==== TEKS BACAAN

Jakarta, wapresri.go.id – Pernyataan Wakil Presiden (Wapres) K.H. Ma’ruf Amin saat memberikan sambutan pada “Peringan 100 Tahun Kedatangan Warga Korea di Indonesia”, Minggu, 20 September lalu, telah menyebabkan mispersepsi bahkan cenderung disalahpahami oleh sebagian kalangan. Hingga muncul penilaian bahwa Wapres tidak memahami musik dan bahkan merendahkan kualitas musik Indonesia di bawah Korea.

Demikian diungkapkan oleh Staf Khusus Wapres Bidang Komunikasi dan Informasi yang sekaligus Juru Bicara (Jubir) Wapres Masduki Baidlowi pada rilis klarifikasi yang disampaikan kepada awak media, Kamis (24/9/2020).

========
==== KUMPULAN BARIS

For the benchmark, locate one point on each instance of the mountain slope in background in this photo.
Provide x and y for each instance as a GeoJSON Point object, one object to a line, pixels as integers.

========
==== KUMPULAN BARIS

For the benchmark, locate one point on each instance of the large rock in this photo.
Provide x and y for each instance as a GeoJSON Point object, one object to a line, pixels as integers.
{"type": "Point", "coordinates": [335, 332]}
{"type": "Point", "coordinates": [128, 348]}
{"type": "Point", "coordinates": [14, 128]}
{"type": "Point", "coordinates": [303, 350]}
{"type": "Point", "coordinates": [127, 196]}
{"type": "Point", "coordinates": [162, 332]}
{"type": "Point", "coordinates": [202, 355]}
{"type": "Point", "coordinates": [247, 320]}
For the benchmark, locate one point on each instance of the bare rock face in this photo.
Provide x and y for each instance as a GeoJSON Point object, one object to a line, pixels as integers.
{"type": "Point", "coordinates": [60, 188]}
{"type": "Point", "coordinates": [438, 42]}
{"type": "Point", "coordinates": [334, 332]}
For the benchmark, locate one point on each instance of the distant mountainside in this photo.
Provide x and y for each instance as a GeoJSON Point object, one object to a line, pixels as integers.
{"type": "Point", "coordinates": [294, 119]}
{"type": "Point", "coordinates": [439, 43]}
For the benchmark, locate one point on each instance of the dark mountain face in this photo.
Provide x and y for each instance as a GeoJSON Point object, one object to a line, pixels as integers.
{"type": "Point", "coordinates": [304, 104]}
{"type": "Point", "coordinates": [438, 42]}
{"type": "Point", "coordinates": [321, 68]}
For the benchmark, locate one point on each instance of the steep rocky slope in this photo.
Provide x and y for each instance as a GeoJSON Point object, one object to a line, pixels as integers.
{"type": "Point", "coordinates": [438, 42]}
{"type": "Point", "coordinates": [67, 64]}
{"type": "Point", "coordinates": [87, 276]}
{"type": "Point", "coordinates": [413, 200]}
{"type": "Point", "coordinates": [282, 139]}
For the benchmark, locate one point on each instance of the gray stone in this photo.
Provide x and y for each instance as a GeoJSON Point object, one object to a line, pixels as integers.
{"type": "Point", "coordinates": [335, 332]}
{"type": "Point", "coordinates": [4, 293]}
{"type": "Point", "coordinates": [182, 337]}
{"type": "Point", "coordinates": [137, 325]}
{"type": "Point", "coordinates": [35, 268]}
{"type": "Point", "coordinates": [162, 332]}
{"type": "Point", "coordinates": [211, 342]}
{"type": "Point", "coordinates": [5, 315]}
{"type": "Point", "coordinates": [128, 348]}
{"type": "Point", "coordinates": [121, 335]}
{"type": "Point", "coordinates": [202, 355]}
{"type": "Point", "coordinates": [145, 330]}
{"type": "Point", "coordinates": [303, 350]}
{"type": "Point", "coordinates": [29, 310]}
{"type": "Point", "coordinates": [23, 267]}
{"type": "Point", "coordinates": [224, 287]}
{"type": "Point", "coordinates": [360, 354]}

========
==== KUMPULAN BARIS

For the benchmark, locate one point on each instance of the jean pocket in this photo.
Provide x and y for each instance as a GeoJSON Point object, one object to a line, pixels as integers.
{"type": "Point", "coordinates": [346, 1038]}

========

TUGAS KERJA A
Sebutkan semua jabatan yang muncul dalam teks bacaan tentang klarifikasi pernyataan Wapres.
TUGAS KERJA B
Lanjutkan teks bacaan tentang klarifikasi pernyataan Wapres, dimulai sesudah kalimat terakhirnya.

KOTAK JAWABAN A
Wakil Presiden (Wapres), Staf Khusus Wapres Bidang Komunikasi dan Informasi, Juru Bicara (Jubir) Wapres

KOTAK JAWABAN B
“Perbincangan publik juga bergulir luas. Beredar video pendek, diunggah sebuah akun facebook, dan unduhan video berisi gabungan potongan pidato Wapres dan penampilan Girlband Korea,” kata Masduki dalam rilisnya.

Semua itu, menurutnya, tersebar di beberapa group whatsapp, yang memberi kesan seolah Wapres sedang menonton aksi group musik perempuan Korea dengan kostum minim. Wapres seakan tengah memberi endorsement untuk menonton musik Korea itu.

“Sebagian komentar di media sosial pun mengisyaratkan niatan yang jauh dari etika, bahwa Wapres yang juga seorang ulama, dipersepsikan mengajak menyaksikan tontonan yang vulgar,” imbuhnya.

Namun demikian, lanjut Jubir, di sisi lain ada pula komentar jernih dan positif yang berusaha menangkap pesan pokok dari pidato Wapres yang dirilis dalam berita resmi Kantor Wapres dengan judul“ Tingkatkan Kerja Sama Teknologi, Indonesia Bisa Belajar Banyak dari Korea”.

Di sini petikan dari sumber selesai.